What to work on
Using the whaling media statement, decide whether each of the following statements agrees with it, and answer yes or no with the deciding words quoted: 1. Japan's research programme is expected to take up to 935 minke whales this season. 2. The first demarche was made to the Japanese Fisheries Agency. 3. The two demarches in Tokyo were led by Australia.

[BEGIN Extract]

Gordon Campbell | Parliament TV | Parliament Today | Video | Questions Of the Day | Search

 


New Zealand joins diplomatic protest on whaling

Media Statement
18 January 2006

New Zealand joins diplomatic protest on whaling


New Zealand has joined 16 other countries in urging Japan's government to stop killing whales in the Southern Ocean in the name of scientific research.

Two Brazil-led demarches in Tokyo have also asked Japan to recall its whaling fleet from the Southern Ocean.

Duty Minister Jim Anderton said New Zealand had joined with other countries to denounce the Japanese Whale Research Programme (JARPA II) which is expected to take up to 935 minke whales from the Southern Ocean Whale Sanctuary this season.

"The New Zealand government is strongly opposed to Japan's 'scientific' whaling programme. There is no scientific justification to use lethal methods to provide information on whale populations.

"Whales are iconic mammals which New Zealanders value highly. Of particular concern are plans by Japan to expand its lethal research programme to include catching and killing endangered humpback and fin whales," Mr Anderton said.

The first demarche - or diplomatic representation - took place Monday with representatives of 16 governments meeting the Japan Ministry of Foreign Affairs. The second demarche to the Japanese Fisheries Agency takes place Tuesday.

Mr Anderton said New Zealand would continue to work for an end to whaling under the guise of scientific research.

[END Extract]
[BEGIN Given material]

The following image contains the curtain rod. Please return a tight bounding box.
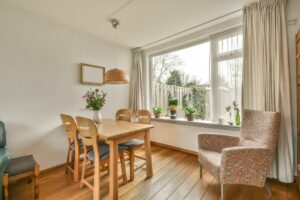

[END Given material]

Answer to the exercise
1. Yes: "which is expected to take up to 935 minke whales from the Southern Ocean Whale Sanctuary this season"
2. No: "The first demarche - or diplomatic representation - took place Monday with representatives of 16 governments meeting the Japan Ministry of Foreign Affairs."
3. No: "Two Brazil-led demarches in Tokyo"